**Task objective:** In this material, which lines include the string "blue"? Show them.
::::::::::
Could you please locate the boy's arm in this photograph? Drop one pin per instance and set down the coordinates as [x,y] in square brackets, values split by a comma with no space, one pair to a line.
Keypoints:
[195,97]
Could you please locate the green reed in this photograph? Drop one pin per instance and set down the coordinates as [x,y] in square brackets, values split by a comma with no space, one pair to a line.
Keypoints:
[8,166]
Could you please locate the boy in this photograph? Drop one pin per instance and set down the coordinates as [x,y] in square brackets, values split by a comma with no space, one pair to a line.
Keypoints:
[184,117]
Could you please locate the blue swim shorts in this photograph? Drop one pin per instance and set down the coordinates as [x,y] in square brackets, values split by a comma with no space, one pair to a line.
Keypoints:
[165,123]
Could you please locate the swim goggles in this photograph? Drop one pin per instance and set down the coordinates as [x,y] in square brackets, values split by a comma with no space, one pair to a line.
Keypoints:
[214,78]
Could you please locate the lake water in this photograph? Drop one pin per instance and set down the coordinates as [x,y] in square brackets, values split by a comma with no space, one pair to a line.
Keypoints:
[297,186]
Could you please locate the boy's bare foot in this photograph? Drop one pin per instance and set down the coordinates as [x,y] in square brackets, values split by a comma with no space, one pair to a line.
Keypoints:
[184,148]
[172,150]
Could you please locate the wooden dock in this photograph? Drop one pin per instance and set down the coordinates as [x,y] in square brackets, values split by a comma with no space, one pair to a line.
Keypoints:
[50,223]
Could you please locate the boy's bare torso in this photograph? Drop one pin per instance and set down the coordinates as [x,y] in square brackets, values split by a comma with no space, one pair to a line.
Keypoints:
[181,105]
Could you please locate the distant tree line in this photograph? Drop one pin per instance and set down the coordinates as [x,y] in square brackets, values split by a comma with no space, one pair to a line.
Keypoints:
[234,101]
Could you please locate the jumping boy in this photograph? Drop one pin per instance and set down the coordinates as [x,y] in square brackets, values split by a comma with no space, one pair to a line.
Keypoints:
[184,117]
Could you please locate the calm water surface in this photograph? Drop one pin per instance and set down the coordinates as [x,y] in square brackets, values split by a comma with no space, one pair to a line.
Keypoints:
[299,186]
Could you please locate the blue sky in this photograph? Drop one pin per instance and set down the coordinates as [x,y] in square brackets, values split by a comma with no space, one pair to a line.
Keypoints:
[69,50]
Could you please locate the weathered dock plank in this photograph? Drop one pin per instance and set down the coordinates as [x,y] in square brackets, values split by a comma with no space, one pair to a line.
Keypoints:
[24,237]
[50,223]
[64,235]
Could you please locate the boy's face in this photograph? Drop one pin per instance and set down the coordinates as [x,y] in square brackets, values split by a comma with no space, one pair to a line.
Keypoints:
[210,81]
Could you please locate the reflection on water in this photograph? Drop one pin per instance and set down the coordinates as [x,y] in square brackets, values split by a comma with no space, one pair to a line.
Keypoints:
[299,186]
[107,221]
::::::::::
**Exercise solution:**
Could you please locate the blue swim shorts in this photograph? Drop one pin per instance and set down the coordinates as [x,y] in square brackets, values split by a comma with no space, one pair to a line.
Could you please locate the blue sky in this photograph? Drop one pin per instance and set down the coordinates as [x,y] in square brackets, values split by a comma with no space, one pair to a line.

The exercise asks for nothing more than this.